EXERCISE GOAL: Below are the records. Retype exactly the lines between the lines holding "In this exercise you will find the sky" and "In this exercise you will find the sheep flock", inclusive.

RECORDS TO PROCESS:
::::
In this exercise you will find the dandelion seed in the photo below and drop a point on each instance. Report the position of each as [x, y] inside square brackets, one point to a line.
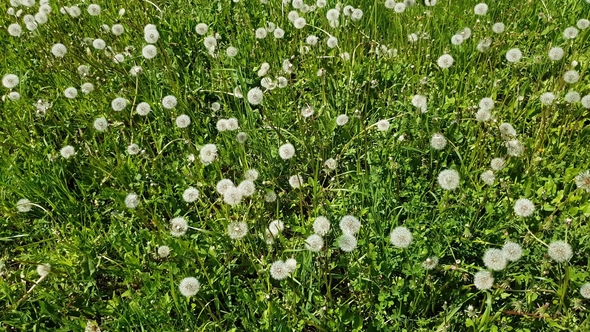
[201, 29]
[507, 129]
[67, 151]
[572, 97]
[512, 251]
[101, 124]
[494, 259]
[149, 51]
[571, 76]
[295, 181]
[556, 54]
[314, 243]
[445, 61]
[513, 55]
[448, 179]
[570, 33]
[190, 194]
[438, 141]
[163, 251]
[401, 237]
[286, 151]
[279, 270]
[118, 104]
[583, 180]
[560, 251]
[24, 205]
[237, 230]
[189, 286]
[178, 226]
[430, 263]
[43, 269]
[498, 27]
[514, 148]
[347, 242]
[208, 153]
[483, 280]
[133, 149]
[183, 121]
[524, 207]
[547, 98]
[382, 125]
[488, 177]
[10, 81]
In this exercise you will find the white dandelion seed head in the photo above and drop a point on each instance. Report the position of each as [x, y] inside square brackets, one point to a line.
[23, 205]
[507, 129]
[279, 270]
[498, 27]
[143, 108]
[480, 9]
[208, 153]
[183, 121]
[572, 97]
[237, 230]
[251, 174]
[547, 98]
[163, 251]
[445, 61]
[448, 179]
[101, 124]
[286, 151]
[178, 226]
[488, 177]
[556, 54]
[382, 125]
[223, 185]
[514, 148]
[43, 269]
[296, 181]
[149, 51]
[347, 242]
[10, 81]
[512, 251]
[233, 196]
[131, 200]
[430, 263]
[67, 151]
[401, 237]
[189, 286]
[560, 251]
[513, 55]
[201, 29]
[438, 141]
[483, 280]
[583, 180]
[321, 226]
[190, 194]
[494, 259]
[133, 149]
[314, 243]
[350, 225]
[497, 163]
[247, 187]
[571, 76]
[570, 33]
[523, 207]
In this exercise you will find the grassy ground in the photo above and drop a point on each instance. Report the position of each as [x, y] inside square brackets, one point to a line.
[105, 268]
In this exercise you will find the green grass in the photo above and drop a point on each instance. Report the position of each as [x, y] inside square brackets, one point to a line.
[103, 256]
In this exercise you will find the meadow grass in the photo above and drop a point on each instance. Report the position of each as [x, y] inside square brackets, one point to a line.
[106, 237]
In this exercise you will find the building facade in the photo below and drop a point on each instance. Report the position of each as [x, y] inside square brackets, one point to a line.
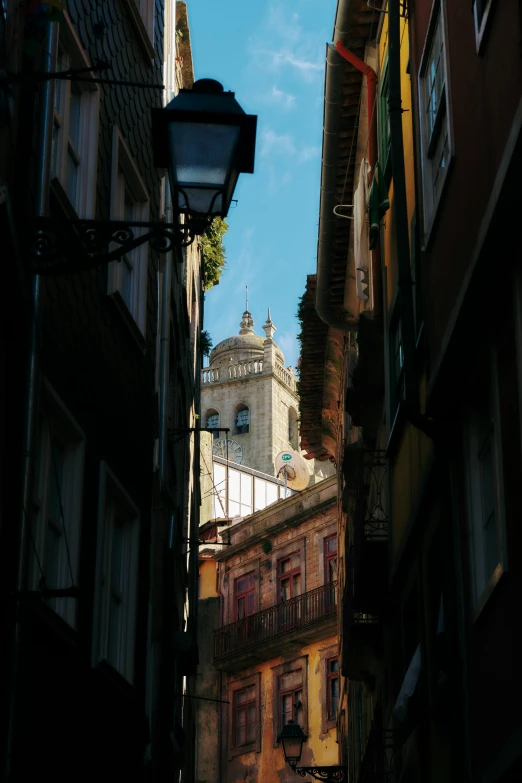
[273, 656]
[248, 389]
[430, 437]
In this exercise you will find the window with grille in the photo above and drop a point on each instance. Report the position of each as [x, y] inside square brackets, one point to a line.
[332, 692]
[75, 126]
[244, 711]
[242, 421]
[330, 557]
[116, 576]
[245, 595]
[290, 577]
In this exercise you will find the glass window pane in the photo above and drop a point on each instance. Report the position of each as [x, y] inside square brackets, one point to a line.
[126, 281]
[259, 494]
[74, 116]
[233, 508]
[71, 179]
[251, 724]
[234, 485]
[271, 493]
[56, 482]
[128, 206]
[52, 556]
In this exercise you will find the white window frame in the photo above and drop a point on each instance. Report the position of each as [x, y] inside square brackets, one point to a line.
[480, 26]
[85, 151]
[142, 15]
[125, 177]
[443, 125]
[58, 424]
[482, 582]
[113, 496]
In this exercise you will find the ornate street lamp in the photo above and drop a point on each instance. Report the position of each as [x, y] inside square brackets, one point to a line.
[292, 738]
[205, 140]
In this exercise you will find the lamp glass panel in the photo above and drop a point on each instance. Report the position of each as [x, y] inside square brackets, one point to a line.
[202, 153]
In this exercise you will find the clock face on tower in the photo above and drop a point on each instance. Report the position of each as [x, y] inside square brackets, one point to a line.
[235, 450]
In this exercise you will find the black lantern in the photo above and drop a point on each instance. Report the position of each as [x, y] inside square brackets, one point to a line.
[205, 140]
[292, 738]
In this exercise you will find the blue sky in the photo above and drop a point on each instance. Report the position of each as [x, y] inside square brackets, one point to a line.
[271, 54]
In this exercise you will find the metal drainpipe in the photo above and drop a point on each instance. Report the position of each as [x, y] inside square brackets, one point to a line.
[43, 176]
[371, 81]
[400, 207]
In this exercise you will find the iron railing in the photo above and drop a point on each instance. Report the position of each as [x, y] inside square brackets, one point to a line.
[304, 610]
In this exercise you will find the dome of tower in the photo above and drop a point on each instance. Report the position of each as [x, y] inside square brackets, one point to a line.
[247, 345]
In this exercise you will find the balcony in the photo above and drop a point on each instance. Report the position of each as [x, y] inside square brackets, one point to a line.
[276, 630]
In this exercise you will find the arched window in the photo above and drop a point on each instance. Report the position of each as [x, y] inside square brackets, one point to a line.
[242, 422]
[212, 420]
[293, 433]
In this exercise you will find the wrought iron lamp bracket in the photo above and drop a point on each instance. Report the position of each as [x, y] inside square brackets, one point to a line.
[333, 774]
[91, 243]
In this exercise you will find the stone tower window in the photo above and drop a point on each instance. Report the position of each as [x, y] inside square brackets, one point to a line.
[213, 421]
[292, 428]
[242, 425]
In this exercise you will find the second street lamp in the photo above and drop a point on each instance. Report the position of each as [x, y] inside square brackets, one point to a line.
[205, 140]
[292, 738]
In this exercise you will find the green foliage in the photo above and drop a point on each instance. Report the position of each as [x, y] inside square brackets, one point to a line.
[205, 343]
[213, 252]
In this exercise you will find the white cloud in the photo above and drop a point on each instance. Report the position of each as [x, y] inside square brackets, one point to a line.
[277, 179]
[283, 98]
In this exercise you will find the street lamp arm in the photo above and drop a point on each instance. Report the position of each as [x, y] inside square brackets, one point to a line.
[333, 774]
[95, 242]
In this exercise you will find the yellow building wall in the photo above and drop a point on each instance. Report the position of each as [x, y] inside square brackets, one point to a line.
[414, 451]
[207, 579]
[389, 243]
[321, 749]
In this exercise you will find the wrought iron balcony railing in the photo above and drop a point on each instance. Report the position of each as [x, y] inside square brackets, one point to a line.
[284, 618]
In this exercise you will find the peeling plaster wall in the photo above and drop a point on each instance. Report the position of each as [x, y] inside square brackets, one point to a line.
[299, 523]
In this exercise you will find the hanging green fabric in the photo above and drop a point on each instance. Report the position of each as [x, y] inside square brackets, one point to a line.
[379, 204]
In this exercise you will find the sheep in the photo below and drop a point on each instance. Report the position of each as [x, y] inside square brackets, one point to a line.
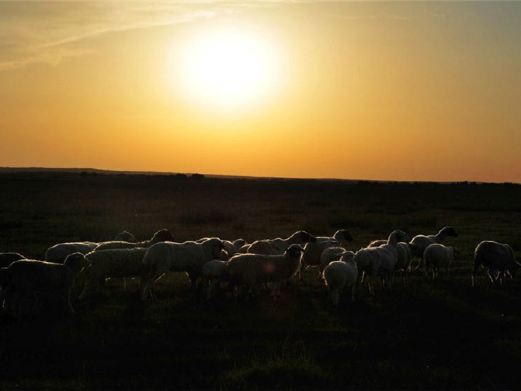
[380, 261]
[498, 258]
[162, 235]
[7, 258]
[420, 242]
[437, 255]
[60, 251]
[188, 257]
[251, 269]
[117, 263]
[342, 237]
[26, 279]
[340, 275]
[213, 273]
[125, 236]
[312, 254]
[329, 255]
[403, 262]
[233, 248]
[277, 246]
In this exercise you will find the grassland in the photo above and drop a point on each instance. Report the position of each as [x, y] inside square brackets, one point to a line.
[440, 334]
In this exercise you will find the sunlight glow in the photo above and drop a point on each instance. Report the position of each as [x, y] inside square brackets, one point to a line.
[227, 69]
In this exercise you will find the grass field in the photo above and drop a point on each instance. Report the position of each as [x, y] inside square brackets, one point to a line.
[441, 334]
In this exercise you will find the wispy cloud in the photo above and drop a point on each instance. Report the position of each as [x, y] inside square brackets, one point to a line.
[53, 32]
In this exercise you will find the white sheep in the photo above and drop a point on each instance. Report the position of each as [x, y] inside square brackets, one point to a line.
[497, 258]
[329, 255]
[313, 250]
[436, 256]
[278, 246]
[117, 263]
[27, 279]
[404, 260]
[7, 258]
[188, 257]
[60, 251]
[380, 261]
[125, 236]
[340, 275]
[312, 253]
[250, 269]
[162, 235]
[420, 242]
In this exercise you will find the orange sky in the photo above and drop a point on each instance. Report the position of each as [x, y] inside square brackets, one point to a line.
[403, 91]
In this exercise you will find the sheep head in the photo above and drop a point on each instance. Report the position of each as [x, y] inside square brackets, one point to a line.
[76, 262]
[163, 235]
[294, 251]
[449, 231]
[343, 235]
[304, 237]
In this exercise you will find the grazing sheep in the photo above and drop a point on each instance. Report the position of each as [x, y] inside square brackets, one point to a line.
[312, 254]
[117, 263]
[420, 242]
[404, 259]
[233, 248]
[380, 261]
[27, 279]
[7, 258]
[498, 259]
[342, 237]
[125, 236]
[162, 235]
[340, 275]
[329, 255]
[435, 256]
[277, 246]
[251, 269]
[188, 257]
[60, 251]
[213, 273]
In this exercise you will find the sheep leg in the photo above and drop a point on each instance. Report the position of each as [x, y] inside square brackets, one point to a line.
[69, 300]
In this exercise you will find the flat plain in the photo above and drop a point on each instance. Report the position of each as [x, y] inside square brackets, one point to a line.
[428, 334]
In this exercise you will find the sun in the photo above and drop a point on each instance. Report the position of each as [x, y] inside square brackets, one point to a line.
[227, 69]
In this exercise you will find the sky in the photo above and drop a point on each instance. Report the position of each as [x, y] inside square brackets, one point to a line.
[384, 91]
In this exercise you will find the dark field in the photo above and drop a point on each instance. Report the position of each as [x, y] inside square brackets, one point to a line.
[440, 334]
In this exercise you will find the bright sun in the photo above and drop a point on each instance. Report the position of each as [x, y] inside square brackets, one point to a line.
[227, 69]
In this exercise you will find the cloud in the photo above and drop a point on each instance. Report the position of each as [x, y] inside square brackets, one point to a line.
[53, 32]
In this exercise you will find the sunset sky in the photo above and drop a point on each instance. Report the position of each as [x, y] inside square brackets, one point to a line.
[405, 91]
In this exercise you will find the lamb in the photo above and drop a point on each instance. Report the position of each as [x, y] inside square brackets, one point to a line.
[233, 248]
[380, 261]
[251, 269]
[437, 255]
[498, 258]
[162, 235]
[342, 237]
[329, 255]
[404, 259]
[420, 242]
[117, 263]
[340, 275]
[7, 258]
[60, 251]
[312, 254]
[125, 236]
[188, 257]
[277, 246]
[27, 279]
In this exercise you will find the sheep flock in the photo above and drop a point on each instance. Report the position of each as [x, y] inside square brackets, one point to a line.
::::
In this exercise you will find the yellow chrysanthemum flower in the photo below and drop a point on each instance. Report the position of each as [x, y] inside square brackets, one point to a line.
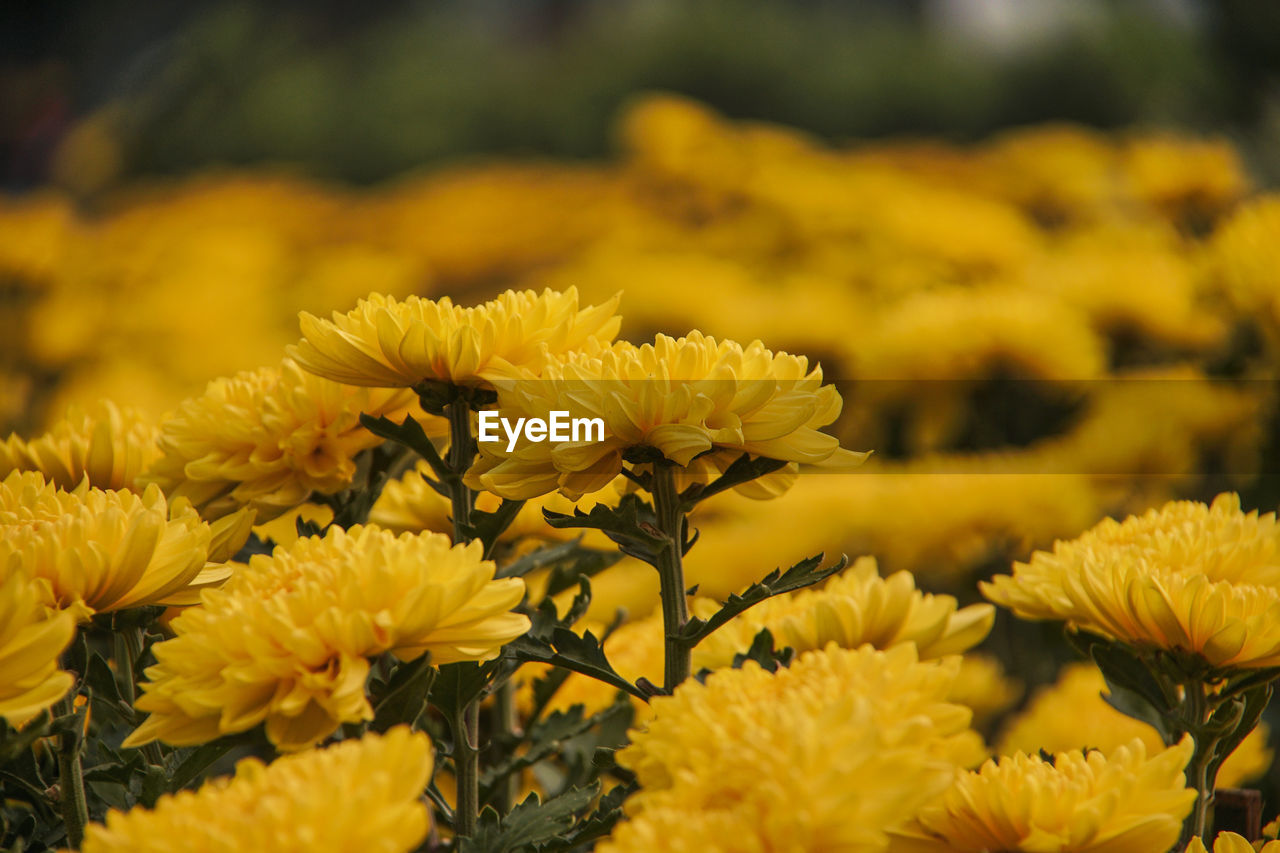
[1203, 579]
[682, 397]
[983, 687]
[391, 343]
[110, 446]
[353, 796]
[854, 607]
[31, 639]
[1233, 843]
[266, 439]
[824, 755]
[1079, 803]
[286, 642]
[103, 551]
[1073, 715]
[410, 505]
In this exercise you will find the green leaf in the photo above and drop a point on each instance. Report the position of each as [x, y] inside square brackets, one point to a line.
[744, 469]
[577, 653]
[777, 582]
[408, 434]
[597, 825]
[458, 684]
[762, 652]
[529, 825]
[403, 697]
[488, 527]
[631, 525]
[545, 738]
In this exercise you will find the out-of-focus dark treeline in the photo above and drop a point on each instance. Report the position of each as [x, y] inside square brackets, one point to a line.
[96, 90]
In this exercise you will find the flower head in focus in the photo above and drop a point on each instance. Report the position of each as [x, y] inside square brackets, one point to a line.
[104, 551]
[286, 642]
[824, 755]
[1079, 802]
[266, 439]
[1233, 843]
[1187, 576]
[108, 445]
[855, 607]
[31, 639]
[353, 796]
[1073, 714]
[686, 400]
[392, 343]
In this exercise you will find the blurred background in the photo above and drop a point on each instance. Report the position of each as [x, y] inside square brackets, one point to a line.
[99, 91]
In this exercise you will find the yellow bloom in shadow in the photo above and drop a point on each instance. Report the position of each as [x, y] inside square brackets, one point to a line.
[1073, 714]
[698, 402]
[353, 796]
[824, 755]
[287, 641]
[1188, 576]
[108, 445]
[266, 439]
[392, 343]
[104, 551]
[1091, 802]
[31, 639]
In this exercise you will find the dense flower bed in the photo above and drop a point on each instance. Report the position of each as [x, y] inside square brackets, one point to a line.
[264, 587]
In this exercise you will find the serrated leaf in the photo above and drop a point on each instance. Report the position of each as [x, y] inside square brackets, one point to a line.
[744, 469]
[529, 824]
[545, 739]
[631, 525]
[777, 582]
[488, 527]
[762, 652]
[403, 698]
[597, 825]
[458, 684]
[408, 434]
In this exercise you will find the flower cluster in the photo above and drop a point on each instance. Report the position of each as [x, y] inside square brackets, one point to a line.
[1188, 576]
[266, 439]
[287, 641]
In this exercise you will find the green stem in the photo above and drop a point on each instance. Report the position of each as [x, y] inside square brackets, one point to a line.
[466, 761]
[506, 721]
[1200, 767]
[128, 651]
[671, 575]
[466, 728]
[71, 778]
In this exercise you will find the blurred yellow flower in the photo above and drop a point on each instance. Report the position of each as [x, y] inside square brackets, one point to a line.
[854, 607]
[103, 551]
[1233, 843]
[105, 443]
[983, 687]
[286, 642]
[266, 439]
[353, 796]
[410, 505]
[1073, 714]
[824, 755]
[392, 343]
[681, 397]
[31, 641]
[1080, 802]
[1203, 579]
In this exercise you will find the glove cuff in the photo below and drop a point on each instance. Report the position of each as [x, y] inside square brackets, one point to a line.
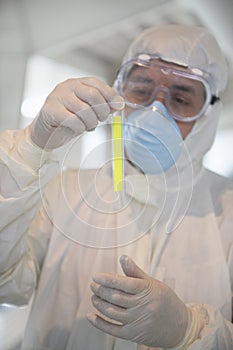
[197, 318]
::::
REPLY:
In this exercise you will find the sky in the photo above and drop a point on each instance. Report the position of each as [x, y] inside square brackets, one point to a line.
[384, 91]
In this exercise you will find the dark field in the photo above and drop a point on each instance. Report the position of each as [x, y] inside square brackets, one point to a line.
[440, 334]
In this exercise you will find the bright sun in the photo above and drop a point on each instance. Report the position of each as [x, y] inside square brackets, one point to a line.
[227, 69]
In this exercise you will find the cloud in the photo above and drop a point on each instance. Report the position of each as [x, y] inside square brackets, one point to a line.
[53, 32]
In this exercise you will find the sunset sky in the photo above and drop a point on each instance. Report the position of each as [x, y] inside square brackets, one point to a line.
[405, 91]
In this exercise you will find the lamb in the photo above and drop a point on each instance. Report the position of each as [x, y] inside square brackets, one point to a line.
[233, 248]
[380, 261]
[251, 269]
[437, 255]
[498, 258]
[162, 235]
[342, 237]
[329, 255]
[404, 259]
[420, 242]
[117, 263]
[340, 275]
[7, 258]
[60, 251]
[312, 254]
[125, 236]
[188, 257]
[277, 246]
[27, 279]
In this exercise you will find the sheep flock in the photo above and drop a point on each instance. Report the position of each as [x, y] inside square brackets, one point to a line.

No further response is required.